REQUIRED WORK —
Which lines in the items below contain the string "bowl"? List every such line in full, treating uppercase and lowercase as different.

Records
────

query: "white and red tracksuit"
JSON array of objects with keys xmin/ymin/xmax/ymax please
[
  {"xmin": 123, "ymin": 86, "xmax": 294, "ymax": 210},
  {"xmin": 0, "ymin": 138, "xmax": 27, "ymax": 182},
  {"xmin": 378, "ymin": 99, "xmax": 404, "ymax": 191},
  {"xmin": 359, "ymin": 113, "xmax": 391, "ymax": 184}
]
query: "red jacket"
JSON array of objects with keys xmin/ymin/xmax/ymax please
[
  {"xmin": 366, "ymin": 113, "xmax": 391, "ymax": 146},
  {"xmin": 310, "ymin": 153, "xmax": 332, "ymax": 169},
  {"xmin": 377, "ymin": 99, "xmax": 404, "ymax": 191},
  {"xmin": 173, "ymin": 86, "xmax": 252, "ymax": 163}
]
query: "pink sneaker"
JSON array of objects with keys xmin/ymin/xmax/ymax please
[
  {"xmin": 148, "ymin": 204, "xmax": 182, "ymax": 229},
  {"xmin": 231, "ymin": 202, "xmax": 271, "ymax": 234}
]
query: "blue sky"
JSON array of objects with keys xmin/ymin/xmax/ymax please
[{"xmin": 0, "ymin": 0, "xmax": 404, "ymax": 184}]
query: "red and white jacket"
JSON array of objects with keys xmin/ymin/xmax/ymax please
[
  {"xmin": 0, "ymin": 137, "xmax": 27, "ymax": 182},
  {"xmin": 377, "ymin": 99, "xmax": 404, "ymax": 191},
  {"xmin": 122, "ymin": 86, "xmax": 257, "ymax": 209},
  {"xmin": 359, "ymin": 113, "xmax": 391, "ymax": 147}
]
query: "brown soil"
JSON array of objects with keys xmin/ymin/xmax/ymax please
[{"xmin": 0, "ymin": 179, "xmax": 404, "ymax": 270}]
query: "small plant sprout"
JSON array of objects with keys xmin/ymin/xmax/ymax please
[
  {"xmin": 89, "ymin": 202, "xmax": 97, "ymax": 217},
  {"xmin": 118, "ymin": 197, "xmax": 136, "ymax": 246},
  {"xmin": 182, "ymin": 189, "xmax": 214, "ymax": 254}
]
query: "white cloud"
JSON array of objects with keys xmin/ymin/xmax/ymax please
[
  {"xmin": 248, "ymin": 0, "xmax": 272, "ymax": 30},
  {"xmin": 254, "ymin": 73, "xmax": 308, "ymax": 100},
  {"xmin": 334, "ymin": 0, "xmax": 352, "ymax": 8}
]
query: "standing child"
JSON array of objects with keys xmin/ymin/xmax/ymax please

────

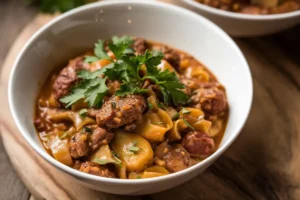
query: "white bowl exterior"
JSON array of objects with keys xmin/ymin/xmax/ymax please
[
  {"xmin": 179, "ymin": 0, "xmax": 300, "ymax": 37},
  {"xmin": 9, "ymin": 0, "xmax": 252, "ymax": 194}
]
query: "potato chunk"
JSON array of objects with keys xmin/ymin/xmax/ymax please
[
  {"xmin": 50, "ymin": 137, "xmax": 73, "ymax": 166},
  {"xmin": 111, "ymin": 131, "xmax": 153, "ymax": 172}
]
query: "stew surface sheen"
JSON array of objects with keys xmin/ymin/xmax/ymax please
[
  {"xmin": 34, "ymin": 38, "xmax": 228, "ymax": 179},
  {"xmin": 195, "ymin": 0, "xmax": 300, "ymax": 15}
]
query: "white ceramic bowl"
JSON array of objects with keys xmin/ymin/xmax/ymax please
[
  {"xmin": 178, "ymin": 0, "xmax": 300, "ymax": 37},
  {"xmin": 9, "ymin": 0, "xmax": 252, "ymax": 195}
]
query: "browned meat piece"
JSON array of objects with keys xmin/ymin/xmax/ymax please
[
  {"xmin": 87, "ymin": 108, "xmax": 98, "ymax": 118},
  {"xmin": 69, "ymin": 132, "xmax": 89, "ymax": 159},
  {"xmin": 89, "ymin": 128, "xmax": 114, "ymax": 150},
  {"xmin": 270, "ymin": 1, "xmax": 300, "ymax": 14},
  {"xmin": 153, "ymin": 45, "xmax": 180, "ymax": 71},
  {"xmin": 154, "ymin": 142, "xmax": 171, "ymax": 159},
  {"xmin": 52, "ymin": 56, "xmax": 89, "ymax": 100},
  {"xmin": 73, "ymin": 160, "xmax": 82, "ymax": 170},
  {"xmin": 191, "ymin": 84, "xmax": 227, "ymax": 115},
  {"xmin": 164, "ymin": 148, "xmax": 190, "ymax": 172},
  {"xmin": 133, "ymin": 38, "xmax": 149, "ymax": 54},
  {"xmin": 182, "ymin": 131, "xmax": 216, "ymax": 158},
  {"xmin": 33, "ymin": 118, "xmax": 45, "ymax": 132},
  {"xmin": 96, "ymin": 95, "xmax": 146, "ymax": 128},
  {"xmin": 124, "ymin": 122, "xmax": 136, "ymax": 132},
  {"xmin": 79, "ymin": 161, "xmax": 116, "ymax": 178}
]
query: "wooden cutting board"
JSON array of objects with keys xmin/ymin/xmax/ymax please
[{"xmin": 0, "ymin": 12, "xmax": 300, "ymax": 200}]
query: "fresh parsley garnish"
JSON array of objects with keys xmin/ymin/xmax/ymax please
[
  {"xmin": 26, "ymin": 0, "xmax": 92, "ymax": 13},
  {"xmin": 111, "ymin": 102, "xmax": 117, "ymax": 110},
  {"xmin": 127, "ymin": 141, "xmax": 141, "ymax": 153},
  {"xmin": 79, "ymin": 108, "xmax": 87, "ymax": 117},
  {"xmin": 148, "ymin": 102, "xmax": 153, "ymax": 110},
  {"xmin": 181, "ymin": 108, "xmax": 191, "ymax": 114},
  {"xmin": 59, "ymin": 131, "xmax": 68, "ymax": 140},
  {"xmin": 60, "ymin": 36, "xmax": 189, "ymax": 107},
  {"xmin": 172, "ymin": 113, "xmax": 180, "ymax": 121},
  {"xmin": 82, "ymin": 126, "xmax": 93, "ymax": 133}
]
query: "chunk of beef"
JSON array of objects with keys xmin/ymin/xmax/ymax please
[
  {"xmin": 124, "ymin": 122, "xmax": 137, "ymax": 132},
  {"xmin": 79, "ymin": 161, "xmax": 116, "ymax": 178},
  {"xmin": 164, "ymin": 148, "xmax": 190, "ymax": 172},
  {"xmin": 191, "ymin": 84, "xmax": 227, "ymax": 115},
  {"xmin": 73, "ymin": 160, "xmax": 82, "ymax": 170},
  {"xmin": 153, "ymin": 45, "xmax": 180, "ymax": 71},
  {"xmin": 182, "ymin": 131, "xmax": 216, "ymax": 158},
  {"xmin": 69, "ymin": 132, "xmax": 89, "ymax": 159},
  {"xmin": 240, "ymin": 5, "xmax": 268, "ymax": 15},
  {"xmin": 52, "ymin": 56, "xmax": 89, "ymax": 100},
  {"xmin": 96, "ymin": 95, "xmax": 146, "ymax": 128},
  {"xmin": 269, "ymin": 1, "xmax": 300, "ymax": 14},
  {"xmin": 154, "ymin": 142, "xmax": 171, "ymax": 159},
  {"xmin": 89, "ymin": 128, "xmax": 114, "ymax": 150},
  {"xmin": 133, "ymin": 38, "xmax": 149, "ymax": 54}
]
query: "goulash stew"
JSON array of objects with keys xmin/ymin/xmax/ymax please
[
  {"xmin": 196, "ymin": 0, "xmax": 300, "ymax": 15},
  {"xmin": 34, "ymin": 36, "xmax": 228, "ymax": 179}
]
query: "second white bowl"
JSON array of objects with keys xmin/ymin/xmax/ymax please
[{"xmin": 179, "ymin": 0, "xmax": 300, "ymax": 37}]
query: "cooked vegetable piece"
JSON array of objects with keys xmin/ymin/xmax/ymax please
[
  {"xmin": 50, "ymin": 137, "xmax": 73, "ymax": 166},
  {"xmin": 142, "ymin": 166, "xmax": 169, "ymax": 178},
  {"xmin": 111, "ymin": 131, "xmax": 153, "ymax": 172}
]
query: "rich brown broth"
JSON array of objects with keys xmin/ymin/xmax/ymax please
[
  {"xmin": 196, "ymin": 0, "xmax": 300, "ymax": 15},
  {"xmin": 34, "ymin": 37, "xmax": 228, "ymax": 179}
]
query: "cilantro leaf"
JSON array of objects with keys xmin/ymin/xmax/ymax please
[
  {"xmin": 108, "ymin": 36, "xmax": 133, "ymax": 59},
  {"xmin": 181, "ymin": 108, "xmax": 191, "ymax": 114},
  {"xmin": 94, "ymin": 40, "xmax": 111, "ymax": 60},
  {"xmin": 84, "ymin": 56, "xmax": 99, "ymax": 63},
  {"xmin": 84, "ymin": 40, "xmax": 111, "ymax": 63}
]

────

EXERCISE RESPONSE —
query: "white bowl exterior"
query: "white ceramic bowl"
query: "second white bowl"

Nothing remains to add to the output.